++++ SUPPLIED ENTRIES ++++
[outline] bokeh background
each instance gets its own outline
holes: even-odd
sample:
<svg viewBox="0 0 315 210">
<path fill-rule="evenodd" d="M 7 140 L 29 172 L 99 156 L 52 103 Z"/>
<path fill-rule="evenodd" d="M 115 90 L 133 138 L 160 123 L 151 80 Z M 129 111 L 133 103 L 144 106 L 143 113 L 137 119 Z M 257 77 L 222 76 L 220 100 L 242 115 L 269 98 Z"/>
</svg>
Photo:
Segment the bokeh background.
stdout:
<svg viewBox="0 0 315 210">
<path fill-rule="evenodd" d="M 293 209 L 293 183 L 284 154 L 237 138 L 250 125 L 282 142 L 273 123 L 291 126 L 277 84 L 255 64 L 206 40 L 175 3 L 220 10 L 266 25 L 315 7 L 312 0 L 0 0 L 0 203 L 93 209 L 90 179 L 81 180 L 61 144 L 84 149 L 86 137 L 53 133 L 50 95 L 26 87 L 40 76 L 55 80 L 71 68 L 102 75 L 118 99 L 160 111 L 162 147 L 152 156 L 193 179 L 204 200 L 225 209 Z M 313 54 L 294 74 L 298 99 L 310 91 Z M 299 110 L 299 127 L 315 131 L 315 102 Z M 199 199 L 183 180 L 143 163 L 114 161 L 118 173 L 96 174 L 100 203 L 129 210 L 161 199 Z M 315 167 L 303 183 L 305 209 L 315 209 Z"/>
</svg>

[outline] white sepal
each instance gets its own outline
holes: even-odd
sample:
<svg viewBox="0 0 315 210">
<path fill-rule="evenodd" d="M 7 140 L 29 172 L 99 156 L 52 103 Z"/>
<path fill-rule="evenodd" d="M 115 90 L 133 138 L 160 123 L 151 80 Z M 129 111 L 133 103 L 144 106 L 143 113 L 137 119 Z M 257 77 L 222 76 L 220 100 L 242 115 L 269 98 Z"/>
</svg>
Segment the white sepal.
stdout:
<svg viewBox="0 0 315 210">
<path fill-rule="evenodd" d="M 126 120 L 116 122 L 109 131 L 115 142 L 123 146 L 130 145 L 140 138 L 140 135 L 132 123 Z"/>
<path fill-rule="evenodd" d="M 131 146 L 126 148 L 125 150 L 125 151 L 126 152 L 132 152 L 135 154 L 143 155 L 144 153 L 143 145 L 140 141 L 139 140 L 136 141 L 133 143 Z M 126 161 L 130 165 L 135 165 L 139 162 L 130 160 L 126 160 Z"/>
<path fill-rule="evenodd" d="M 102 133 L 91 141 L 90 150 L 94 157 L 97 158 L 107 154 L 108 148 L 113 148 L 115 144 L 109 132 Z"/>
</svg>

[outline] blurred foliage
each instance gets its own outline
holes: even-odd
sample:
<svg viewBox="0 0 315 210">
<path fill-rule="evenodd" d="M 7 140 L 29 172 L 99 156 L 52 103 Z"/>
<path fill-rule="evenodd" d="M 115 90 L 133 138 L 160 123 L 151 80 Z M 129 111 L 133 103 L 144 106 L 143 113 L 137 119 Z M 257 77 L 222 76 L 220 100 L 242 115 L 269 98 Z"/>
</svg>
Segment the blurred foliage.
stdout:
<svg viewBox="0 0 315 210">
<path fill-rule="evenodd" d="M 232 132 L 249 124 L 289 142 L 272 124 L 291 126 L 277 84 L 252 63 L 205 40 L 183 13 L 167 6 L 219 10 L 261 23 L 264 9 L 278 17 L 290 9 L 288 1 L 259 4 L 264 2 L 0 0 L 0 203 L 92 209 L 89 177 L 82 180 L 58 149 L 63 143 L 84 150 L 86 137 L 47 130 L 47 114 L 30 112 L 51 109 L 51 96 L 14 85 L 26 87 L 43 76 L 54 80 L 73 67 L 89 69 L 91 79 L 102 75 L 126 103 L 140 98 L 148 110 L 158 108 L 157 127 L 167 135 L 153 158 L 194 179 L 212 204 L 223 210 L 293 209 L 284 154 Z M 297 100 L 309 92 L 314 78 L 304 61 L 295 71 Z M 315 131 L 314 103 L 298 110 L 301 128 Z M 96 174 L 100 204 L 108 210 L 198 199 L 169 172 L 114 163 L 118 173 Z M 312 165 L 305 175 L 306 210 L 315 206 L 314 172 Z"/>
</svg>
++++
> THE TASK
Show each line from the rows above that contains the string "sepal".

> COMPLETE OUTPUT
[outline] white sepal
Segment the white sepal.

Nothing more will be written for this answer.